▶ [Document segment]:
++++++++++++++++++++

The manual says this about json_strip_nulls()[1]https://www.postgresql.org/docs/current/functions-json.html#FUNCTIONS-JSON-PROCESSING-TABLE:

Deletes all object fields that have null values from the given JSON

value, recursively. Null values that are not object fields are untouched.

[1]: https://www.postgresql.org/docs/current/functions-json.html#FUNCTIONS-JSON-PROCESSING-TABLE
https://www.postgresql.org/docs/current/functions-json.html#FUNCTIONS-JSON-PROCESSING-TABLE

But the function also strips all insignificant white space:

test=> SELECT json_strip_nulls(json '{"a": 1 ,
test'> "foo" : "bar"

++++++++++++++++++++

▶ [Given entries]:
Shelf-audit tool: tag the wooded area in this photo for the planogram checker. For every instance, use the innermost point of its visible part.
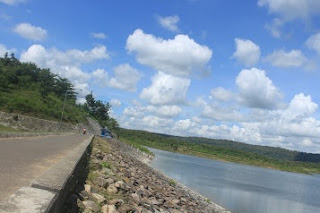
(30, 90)
(263, 156)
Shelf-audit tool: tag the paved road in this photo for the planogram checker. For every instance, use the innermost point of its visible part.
(23, 159)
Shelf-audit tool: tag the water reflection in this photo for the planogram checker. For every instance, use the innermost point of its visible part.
(241, 188)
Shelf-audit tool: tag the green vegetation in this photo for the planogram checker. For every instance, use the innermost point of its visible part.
(29, 90)
(262, 156)
(172, 182)
(137, 146)
(106, 165)
(9, 129)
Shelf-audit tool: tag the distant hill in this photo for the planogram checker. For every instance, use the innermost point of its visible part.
(264, 156)
(30, 90)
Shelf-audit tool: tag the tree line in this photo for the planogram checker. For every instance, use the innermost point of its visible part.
(27, 89)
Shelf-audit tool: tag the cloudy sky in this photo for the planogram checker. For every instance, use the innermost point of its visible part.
(240, 70)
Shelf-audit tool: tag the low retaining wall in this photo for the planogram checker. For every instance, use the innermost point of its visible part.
(47, 192)
(29, 134)
(35, 124)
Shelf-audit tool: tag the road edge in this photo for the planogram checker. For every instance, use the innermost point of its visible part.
(48, 192)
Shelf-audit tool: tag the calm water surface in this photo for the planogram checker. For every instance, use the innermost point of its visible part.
(240, 188)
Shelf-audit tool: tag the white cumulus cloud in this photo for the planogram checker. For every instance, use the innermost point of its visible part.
(221, 94)
(125, 78)
(280, 58)
(289, 10)
(164, 111)
(180, 56)
(30, 32)
(313, 42)
(166, 90)
(246, 52)
(66, 64)
(257, 90)
(4, 50)
(169, 22)
(115, 102)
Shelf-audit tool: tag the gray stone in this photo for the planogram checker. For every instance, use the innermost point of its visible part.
(112, 189)
(98, 198)
(109, 209)
(90, 205)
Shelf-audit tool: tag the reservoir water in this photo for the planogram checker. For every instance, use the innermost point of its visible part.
(241, 188)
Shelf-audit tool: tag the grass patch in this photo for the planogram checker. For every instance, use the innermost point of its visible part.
(106, 165)
(218, 151)
(137, 146)
(172, 182)
(10, 129)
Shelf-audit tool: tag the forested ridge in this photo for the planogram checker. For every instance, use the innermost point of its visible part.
(27, 89)
(264, 156)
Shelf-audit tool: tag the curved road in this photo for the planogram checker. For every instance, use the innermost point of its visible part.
(23, 159)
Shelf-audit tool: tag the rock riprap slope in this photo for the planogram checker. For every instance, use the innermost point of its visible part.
(119, 182)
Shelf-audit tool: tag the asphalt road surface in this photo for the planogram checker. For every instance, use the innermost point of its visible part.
(23, 159)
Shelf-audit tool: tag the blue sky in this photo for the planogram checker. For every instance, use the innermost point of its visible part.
(220, 69)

++++++++++++++++++++

▶ [Required work]:
a. Do these statements agree with the json_strip_nulls text? Answer yes or no for each, and quote the deciding words of the text.
(i) The text quotes the manual on json_strip_nulls().
(ii) The function deletes object fields with null values recursively.
(iii) Null values that are not object fields are also removed.
b. According to the json_strip_nulls text, what else does the function strip besides null-valued object fields?
c. How would the json_strip_nulls text go on? Continue it from the point where it stops.
The data isn't needed for anything here.

▶ [Exercise answers]:
a.
(i) Yes: "The manual says this about json_strip_nulls()"
(ii) Yes: "Deletes all object fields that have null values from the given JSON value, recursively."
(iii) No: "Null values that are not object fields are untouched."

b. It also strips all insignificant white space.

c.
test'> }');
json_strip_nulls
---------------------
{"a":1,"foo":"bar"}

This is a useful feature to trim noise from json values, but unreliable
while undocumented. So let's document the behavior:

*Deletes all object fields that have null values from the given JSON value,
recursively. Null values that are not object fields are untouched.
json_strip_nulls additionally removes all insignificant white space.*

If that's undesirable, let's remove the functionality - and provide a
dedicated function for the task.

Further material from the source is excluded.